TASK INSTRUCTIONS: Set down the records that follow exactly, every line of them.

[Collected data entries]
────────────────

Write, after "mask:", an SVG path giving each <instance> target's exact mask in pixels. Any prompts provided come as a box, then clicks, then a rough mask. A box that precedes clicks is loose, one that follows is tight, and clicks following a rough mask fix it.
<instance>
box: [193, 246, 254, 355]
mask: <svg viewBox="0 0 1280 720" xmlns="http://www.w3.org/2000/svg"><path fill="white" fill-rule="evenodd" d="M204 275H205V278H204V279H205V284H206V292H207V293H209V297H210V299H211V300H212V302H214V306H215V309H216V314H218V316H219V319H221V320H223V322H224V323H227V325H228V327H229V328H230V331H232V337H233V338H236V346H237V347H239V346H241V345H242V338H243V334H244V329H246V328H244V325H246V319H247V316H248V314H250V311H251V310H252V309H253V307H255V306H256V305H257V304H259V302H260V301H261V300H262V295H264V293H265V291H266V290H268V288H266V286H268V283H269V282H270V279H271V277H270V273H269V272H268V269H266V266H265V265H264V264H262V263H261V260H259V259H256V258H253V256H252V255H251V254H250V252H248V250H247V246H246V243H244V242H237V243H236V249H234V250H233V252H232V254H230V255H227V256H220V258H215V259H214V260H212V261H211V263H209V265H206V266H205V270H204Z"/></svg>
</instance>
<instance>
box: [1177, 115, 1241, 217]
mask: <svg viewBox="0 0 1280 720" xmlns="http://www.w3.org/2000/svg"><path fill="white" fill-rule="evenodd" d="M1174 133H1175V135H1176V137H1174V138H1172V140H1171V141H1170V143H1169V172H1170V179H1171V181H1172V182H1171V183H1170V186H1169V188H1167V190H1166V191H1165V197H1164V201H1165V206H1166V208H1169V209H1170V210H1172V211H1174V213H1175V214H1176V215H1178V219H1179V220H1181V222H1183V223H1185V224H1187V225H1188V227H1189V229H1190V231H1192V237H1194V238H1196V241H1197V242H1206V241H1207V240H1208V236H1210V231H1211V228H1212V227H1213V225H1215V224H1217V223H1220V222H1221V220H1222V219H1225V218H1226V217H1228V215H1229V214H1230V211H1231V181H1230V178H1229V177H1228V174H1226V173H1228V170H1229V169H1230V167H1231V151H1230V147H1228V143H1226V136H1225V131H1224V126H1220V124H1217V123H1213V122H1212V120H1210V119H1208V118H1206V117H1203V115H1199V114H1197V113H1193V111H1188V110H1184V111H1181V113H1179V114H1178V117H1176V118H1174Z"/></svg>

────────────────

ANSWER TO THE PROBLEM:
Write, after "mask:", an SVG path giving each <instance> target's exact mask in pixels. Any prompts provided come as a box, then clicks, then a rough mask. A box that precedes clicks is loose, one that follows is tight, and clicks following a rough mask fix it.
<instance>
box: [193, 246, 254, 355]
mask: <svg viewBox="0 0 1280 720" xmlns="http://www.w3.org/2000/svg"><path fill="white" fill-rule="evenodd" d="M204 275H205V278H204V279H205V284H206V292H207V293H209V297H210V299H211V300H212V302H214V306H215V309H216V314H218V316H219V319H221V320H223V322H224V323H227V325H228V327H229V328H230V331H232V337H233V338H236V346H237V347H239V346H241V345H242V338H243V334H244V329H246V328H244V325H246V319H247V316H248V314H250V311H251V310H252V309H253V307H255V306H256V305H257V304H259V302H260V301H261V300H262V295H264V293H265V291H266V290H268V288H266V286H268V283H269V282H270V279H271V277H270V273H269V272H268V269H266V266H265V265H264V264H262V263H261V260H259V259H256V258H253V256H252V255H251V254H250V252H248V250H247V246H246V243H244V242H237V243H236V249H234V250H233V252H232V254H230V255H227V256H220V258H215V259H214V260H212V261H211V263H209V265H206V266H205V270H204Z"/></svg>
</instance>
<instance>
box: [1177, 115, 1241, 217]
mask: <svg viewBox="0 0 1280 720" xmlns="http://www.w3.org/2000/svg"><path fill="white" fill-rule="evenodd" d="M1174 133H1175V135H1176V137H1174V138H1172V140H1171V141H1170V143H1169V172H1170V179H1171V181H1172V182H1171V183H1170V186H1169V188H1167V190H1166V191H1165V197H1164V201H1165V206H1166V208H1169V209H1170V210H1172V211H1174V213H1175V214H1176V215H1178V219H1179V220H1181V222H1183V223H1185V224H1187V225H1188V227H1189V229H1190V231H1192V237H1194V238H1196V241H1197V242H1206V241H1207V240H1208V236H1210V231H1211V228H1212V227H1213V225H1215V224H1217V223H1220V222H1221V220H1222V219H1225V218H1226V217H1228V215H1229V214H1230V211H1231V181H1230V178H1229V177H1228V174H1226V173H1228V170H1229V169H1230V167H1231V151H1230V147H1228V143H1226V136H1225V131H1224V126H1220V124H1217V123H1213V122H1212V120H1210V119H1208V118H1206V117H1203V115H1199V114H1197V113H1193V111H1188V110H1184V111H1181V113H1179V114H1178V117H1176V118H1174Z"/></svg>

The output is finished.